____ RECORDS SUPPLIED
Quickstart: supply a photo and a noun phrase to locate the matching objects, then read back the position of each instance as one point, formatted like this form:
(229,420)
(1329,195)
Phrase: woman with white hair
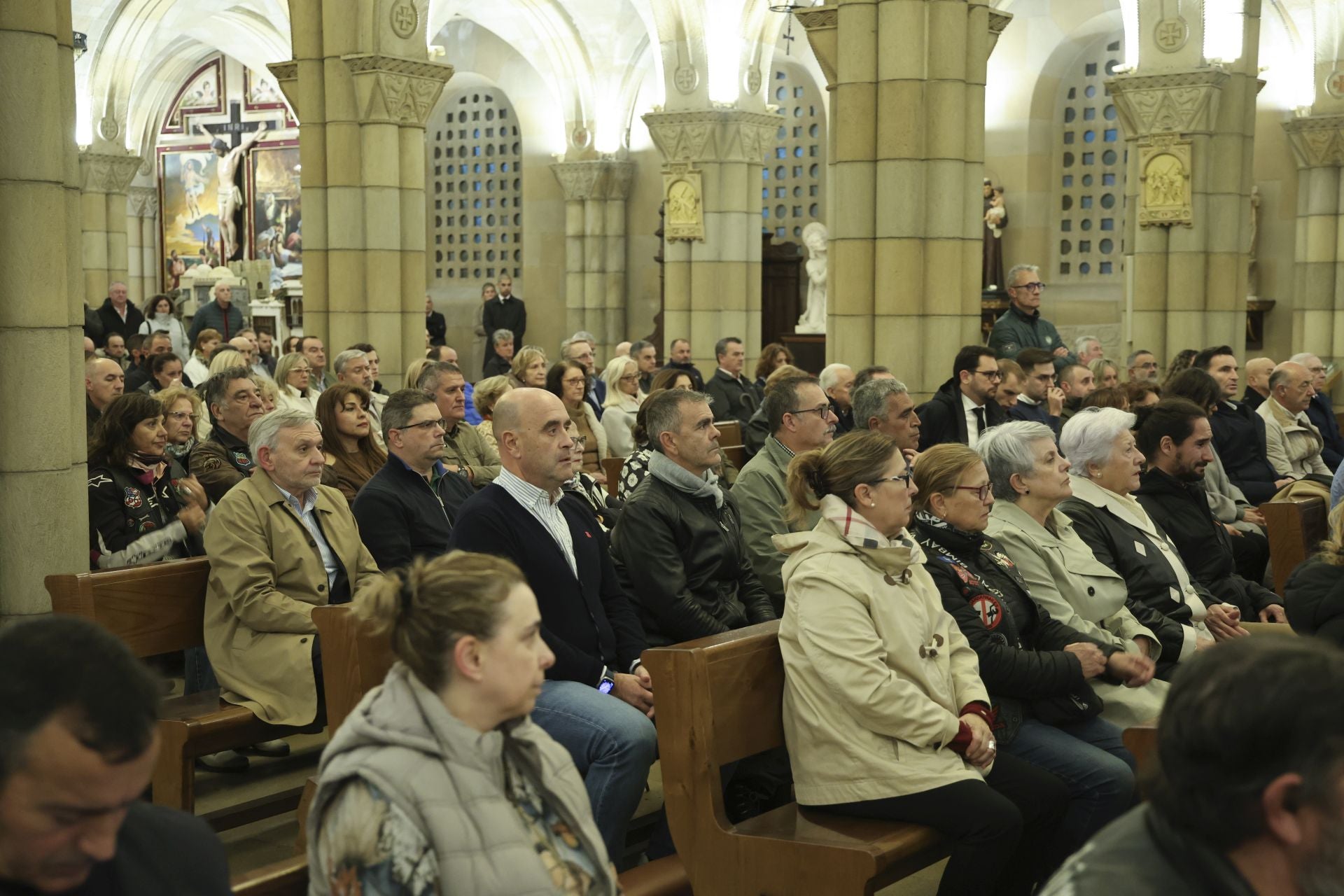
(1030,479)
(622,403)
(1107,466)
________
**WHAT IS ASKED:**
Please reproduce every item above verbatim, omitting the pictures.

**TASK ANSWER:**
Quickstart: supply a photo and a noun phrase to locate the matching objects, then read back the position of each instance as one point, formatted like this form:
(229,420)
(1329,195)
Phrase: woman with white hair
(1030,479)
(622,403)
(1107,466)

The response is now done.